**PROBLEM REQUIREMENTS:** The response must consist of all the entries, duplicated without alteration.

**RECORDS TO USE:**

━━━━━━━━━━

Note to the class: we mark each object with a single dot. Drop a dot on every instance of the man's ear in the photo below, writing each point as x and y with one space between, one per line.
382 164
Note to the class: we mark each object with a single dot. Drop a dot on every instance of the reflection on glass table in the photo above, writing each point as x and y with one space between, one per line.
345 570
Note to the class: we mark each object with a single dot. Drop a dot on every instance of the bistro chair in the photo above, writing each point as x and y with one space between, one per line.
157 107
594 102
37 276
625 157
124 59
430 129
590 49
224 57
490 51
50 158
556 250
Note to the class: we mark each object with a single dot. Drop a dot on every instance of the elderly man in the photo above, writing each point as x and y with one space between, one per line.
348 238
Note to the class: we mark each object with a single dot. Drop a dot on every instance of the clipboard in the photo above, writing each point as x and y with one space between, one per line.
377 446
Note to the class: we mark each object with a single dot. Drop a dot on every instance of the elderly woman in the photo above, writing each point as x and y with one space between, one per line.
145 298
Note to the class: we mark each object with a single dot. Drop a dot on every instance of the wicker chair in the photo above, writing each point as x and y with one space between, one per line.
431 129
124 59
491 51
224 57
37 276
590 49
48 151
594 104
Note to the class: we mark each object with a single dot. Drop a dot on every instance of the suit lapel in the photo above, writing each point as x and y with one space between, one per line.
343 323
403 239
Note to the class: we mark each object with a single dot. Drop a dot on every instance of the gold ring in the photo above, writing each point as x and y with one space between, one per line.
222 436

━━━━━━━━━━

**RESPONSE TO THIS TASK:**
Note to the class: we mark each object with a single dot. Drop a dot on every instance of the man's ear in the photo below, writing each point as x and y with one space between, one per line.
382 164
Note to the class: we mark each object with a single dot. Drop a dot on every instance of the reflection on glass table in the photo above, writing each point as x and y with one space between, one per line.
345 570
Note to the class: we mark each object with a single dot. Drop a dot on every instance of the bistro chair in the photo above, writing each point as x and y with one space between, one per line.
157 107
594 102
37 276
625 157
124 59
430 129
590 49
224 57
490 51
50 158
556 250
Note to the class: we mark each object with a single dot. Drop a dot on every instance of the elderly man in the photo above, writing each point as x and y with one space between, one per line.
348 238
Note to the class: we mark each object with a single dot. Drop a dot on every instance of the clipboard in the photo above, writing each point as x and y with one space between, one per line.
377 446
Note to the class: we mark each object with a single dot. Drop a dot on every instance of the elderly woman in the photo above, writing each point as x and y with one space between, one per line.
145 298
Note to the class: we mark each object with a single dot. Drop a dot on every instance of the wicker chair in the photo above, writing each point as x and y with one space between, one per line.
431 129
124 59
491 51
224 57
37 276
590 49
48 151
594 104
Note to the class: we mark each object with a single dot. Drop a dot on every instance of the suit lapel in the photo above, writing each point as x and y with one space between, one per line.
343 323
403 239
Note to the class: we mark each object with a single dot. Drop a dot on every instance of the gold ring in the photo above, writing each point as x and y with one space between, one per line.
222 436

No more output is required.